▶ [TASK DATA]:
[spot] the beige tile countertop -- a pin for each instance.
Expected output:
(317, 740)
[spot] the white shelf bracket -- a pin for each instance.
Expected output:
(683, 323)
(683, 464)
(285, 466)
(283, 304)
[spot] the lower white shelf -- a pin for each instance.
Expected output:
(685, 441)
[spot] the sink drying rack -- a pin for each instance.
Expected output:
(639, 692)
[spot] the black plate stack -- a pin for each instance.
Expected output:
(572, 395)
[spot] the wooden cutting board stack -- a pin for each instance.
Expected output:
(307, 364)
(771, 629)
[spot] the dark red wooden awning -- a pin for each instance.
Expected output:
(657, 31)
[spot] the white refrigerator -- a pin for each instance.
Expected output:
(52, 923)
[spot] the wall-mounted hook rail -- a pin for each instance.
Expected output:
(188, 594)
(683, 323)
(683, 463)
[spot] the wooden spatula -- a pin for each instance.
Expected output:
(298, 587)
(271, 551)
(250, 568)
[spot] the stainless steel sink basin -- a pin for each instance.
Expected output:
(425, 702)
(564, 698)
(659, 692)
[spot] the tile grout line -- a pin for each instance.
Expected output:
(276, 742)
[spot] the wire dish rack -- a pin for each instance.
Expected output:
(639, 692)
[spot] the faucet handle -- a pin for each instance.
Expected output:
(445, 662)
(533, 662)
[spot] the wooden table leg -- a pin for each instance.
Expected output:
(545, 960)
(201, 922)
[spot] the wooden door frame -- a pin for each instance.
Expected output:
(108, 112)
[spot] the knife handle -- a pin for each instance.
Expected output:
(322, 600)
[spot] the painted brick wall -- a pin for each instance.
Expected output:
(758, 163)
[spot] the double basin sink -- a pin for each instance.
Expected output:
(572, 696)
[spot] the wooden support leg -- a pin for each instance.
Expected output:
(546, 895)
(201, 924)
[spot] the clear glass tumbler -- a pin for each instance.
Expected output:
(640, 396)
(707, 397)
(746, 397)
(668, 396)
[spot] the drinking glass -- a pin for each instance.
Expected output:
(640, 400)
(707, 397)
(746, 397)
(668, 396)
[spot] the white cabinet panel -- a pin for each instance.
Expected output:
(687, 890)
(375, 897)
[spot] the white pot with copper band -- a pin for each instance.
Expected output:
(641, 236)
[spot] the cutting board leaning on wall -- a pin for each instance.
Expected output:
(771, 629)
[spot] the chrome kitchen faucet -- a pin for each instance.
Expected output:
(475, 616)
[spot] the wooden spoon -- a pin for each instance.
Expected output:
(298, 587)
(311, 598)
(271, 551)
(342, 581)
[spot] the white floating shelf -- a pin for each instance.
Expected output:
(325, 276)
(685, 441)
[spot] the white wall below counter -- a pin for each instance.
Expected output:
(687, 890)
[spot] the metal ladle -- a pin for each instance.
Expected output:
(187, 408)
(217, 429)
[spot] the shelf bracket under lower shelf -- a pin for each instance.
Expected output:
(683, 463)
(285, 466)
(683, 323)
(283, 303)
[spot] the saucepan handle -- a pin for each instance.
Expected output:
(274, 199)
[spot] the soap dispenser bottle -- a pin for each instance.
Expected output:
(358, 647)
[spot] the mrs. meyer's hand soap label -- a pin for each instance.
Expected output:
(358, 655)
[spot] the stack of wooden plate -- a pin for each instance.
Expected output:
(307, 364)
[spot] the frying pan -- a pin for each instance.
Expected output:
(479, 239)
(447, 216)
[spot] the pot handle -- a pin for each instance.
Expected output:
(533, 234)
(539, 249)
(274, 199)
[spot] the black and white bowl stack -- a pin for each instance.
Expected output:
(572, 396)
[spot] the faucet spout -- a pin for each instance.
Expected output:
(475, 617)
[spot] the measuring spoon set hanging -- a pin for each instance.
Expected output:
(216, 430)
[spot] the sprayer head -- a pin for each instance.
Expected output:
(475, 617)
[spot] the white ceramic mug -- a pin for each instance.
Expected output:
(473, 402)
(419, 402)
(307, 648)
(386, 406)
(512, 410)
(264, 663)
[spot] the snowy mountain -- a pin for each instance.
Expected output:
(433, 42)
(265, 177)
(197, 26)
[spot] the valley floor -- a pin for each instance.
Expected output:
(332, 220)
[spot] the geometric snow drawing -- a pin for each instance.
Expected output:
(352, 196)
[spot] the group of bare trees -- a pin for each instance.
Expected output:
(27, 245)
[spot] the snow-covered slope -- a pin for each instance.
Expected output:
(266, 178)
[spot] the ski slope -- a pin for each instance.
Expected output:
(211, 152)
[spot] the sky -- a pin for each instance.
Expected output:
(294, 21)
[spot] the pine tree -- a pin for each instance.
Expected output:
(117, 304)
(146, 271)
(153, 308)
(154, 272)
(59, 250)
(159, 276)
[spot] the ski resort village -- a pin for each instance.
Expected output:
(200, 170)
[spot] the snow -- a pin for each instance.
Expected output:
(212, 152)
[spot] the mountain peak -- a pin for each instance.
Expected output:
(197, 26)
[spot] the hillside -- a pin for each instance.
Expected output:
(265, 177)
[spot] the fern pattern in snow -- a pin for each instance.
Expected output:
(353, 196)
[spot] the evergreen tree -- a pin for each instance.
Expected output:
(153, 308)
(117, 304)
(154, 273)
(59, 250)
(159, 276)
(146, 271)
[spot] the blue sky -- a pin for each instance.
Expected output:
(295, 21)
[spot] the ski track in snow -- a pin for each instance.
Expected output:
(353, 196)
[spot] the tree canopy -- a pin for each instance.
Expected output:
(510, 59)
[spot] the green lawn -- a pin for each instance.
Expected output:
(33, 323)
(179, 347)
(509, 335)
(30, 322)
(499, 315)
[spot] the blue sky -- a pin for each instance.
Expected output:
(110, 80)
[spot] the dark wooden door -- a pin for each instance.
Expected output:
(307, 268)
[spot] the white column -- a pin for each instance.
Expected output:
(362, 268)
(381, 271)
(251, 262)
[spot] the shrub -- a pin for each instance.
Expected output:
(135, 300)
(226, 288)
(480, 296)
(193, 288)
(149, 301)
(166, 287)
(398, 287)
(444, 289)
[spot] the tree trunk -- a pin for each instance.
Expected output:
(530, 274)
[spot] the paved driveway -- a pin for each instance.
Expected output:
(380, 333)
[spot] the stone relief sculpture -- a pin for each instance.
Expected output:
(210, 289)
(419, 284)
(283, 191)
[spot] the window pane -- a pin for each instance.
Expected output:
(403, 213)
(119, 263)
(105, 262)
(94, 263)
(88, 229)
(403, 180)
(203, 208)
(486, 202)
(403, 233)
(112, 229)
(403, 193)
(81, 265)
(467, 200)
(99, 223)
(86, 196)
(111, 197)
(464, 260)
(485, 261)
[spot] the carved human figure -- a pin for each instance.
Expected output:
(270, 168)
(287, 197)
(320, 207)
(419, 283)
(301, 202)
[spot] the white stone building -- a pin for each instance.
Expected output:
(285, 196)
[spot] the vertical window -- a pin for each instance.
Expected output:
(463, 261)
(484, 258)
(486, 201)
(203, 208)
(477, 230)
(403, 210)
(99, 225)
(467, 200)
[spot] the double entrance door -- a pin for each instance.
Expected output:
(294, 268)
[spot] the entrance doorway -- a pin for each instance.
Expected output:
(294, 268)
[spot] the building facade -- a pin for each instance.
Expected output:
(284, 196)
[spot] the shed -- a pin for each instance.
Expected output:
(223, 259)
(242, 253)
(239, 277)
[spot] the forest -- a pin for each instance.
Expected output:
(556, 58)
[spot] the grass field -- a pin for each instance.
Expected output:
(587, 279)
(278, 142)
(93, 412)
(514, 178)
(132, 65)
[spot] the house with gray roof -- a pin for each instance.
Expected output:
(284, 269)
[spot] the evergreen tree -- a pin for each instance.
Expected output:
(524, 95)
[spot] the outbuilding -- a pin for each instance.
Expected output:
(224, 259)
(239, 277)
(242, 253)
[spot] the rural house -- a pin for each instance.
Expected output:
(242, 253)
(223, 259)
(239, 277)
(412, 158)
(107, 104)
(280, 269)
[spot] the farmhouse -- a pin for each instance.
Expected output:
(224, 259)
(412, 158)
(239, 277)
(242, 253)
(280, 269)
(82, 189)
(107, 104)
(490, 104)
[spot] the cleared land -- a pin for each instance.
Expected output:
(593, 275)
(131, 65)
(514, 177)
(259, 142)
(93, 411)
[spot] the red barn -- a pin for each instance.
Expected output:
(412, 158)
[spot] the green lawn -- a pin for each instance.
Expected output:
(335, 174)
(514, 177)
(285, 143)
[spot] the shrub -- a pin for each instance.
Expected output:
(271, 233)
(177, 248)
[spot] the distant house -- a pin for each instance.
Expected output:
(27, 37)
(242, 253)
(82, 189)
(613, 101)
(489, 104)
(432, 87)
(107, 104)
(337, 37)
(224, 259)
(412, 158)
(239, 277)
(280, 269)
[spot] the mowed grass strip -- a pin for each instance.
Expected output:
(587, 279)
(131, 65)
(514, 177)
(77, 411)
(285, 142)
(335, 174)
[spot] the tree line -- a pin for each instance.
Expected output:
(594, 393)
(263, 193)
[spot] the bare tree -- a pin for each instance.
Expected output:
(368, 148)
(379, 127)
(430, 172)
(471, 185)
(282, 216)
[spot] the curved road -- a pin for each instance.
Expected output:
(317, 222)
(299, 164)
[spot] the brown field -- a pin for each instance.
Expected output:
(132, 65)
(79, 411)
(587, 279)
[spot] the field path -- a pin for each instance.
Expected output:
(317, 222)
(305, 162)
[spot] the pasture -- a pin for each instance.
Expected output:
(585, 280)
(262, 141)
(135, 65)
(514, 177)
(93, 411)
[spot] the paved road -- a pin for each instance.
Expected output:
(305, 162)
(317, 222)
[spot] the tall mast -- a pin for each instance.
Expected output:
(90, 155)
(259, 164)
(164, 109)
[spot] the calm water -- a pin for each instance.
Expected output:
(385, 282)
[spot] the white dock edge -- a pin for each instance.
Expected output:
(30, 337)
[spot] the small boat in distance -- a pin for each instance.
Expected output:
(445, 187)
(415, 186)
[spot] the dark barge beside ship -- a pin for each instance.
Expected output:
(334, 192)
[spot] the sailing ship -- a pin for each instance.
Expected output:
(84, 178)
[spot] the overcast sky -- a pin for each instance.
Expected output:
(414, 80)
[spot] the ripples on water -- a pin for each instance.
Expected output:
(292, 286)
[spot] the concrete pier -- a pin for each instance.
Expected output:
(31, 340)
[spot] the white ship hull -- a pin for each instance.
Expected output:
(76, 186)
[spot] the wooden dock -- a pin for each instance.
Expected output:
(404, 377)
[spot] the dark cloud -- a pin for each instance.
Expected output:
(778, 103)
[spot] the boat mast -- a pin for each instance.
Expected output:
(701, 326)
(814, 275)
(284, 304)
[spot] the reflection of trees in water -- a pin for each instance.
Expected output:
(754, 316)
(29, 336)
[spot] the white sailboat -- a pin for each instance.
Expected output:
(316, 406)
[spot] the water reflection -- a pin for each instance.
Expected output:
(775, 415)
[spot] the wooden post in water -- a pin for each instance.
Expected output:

▶ [THE EXERCISE]: Convert the part of the data that opens with the line containing "[spot] the ripples" and runs through the end of the data into a Markdown table with the columns Row and Line. Give each line its own numbered row and leave out blank lines.

▶ [FINAL RESULT]:
| Row | Line |
|---|---|
| 1 | [spot] the ripples on water -- a pin for each instance. |
| 2 | Expected output: |
| 3 | (292, 286) |
| 4 | [spot] the concrete pier -- a pin for each instance. |
| 5 | Expected output: |
| 6 | (31, 340) |
| 7 | [spot] the white ship hull -- a pin for each instance. |
| 8 | Expected output: |
| 9 | (76, 186) |
| 10 | [spot] the wooden dock -- a pin for each instance. |
| 11 | Expected output: |
| 12 | (404, 377) |
| 13 | [spot] the dark cloud -- a pin for each instance. |
| 14 | Expected output: |
| 15 | (778, 103) |
| 16 | [spot] the boat mast -- a pin for each instance. |
| 17 | Expected output: |
| 18 | (701, 326) |
| 19 | (814, 275) |
| 20 | (284, 304) |
| 21 | [spot] the reflection of trees in water -- a pin for each instance. |
| 22 | Expected output: |
| 23 | (754, 316) |
| 24 | (29, 336) |
| 25 | [spot] the white sailboat -- a pin for each instance. |
| 26 | Expected output: |
| 27 | (316, 406) |
| 28 | [spot] the water reflection -- a pin for each instance. |
| 29 | Expected output: |
| 30 | (775, 415) |
| 31 | [spot] the wooden post in water -- a pin for each instance. |
| 32 | Expected output: |